What you have to do: Format the lines below as a numbered list, from the line with "of the calm" to the line with "of the distant", both included, and leave out any blank lines.

Data shown:
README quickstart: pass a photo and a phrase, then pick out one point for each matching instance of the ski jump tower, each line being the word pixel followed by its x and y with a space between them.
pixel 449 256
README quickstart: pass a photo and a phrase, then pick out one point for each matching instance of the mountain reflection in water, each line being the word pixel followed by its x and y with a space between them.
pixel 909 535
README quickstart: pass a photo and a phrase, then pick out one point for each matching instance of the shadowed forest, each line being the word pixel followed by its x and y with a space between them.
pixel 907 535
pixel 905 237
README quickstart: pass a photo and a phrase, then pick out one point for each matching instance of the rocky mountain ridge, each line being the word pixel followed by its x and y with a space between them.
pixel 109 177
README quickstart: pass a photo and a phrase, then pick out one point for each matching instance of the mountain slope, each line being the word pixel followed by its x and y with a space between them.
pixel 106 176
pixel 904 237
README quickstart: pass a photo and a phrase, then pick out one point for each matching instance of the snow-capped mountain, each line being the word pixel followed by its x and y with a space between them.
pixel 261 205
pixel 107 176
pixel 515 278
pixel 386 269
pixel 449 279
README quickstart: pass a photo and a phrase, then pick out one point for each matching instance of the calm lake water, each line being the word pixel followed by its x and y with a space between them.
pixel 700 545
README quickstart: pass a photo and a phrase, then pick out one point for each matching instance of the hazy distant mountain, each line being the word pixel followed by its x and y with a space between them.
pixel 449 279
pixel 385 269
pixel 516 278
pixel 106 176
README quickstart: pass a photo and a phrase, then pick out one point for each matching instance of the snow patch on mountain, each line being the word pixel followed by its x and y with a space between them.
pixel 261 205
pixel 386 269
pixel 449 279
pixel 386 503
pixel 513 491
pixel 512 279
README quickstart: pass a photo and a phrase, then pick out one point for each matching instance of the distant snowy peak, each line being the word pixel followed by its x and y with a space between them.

==

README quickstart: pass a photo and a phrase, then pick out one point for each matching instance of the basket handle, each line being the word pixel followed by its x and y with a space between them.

Solution for this problem:
1. README quickstart: pass a photo and a phrase, then pick out one point for each matching instance of the calm lake water, each line being the word pixel followed by its x and y with a space between them.
2. pixel 700 545
3. README quickstart: pass a photo and a phrase, then pick out one point for each matching instance of the hazy distant mountain, each line being the word pixel followed by its x and y with a space between them.
4. pixel 449 279
5. pixel 385 269
6. pixel 516 278
7. pixel 106 176
8. README quickstart: pass a photo and a phrase, then pick out one point for each matching instance of the snow patch on mountain, each line being the word pixel followed by its x and y with a space between them.
9. pixel 261 205
10. pixel 386 269
11. pixel 449 279
12. pixel 386 503
13. pixel 513 491
14. pixel 512 279
15. README quickstart: pass a photo and a phrase, then pick out one point for each matching instance of the distant snowy peak, each line being the word pixel followed by its x and y with a space between them.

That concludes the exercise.